+++ Provided information

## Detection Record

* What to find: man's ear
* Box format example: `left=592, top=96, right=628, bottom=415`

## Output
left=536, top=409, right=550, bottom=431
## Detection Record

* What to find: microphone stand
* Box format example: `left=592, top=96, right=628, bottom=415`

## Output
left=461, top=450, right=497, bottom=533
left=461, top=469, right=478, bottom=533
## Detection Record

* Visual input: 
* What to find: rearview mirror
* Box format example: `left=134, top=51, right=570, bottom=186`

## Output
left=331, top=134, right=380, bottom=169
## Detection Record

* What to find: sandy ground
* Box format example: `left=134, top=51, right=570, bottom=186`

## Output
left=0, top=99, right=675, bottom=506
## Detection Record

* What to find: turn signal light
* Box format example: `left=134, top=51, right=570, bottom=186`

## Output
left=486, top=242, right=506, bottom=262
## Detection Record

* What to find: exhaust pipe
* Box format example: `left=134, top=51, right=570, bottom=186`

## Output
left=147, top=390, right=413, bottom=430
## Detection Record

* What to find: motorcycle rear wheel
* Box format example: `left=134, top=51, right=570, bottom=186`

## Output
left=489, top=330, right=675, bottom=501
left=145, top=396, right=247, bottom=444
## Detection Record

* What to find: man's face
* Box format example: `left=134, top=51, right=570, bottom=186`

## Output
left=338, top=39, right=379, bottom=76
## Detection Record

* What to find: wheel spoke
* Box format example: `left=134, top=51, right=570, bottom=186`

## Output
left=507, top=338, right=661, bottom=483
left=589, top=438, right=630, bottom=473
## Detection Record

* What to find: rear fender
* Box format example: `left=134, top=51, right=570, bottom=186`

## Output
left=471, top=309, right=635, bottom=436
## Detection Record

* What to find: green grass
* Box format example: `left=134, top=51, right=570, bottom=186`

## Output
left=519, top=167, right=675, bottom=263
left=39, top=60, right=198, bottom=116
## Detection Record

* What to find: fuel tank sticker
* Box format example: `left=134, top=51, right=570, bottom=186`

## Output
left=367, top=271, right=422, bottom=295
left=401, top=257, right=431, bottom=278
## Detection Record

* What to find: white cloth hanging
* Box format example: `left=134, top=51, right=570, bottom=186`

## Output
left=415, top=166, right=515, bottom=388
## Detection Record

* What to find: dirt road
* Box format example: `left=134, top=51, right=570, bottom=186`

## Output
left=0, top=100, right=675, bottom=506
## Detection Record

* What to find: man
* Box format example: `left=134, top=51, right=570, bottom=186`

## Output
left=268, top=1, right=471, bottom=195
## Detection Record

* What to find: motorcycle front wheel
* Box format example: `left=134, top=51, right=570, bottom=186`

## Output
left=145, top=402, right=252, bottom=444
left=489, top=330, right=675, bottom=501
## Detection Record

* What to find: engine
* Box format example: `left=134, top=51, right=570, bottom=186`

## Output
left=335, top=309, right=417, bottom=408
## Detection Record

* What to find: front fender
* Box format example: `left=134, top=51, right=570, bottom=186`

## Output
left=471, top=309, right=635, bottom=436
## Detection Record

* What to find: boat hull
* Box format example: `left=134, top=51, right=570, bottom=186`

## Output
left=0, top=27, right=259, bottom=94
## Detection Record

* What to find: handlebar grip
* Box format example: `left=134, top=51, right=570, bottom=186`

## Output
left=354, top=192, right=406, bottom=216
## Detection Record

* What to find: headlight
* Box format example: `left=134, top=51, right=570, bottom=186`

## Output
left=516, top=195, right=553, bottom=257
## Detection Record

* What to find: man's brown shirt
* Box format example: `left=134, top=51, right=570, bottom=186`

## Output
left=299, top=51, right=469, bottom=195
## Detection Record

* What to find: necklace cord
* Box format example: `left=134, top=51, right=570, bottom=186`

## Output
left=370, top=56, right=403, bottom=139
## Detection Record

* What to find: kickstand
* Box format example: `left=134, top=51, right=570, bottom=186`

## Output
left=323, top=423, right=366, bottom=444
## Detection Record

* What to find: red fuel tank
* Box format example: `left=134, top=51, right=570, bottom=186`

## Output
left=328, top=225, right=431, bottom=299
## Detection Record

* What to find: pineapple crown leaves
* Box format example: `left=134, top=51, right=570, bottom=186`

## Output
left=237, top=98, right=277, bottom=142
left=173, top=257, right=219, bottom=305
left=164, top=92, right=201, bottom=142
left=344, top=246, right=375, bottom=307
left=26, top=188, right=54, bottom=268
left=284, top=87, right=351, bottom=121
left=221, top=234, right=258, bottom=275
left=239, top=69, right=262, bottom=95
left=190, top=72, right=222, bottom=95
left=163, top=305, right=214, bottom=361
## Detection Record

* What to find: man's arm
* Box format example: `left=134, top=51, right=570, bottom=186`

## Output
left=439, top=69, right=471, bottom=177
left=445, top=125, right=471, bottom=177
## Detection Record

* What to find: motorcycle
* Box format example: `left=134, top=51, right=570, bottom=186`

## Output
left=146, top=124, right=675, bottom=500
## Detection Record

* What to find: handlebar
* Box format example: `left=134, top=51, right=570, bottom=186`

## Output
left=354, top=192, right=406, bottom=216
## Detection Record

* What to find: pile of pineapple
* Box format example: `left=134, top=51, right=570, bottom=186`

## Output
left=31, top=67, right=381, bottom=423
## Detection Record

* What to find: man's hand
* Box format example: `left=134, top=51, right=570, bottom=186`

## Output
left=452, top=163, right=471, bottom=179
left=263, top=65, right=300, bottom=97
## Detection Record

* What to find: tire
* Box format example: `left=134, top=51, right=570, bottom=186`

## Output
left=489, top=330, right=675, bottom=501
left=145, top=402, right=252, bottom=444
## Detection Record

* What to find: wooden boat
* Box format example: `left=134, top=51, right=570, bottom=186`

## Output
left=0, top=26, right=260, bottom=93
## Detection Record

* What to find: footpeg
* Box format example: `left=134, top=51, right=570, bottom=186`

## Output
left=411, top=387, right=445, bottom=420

++++++

### Set exercise
Find every line in the listing above that contains the word "tank" and copy each of those lines.

### Finished exercise
* What to find: fuel tank sticker
* What to find: red fuel tank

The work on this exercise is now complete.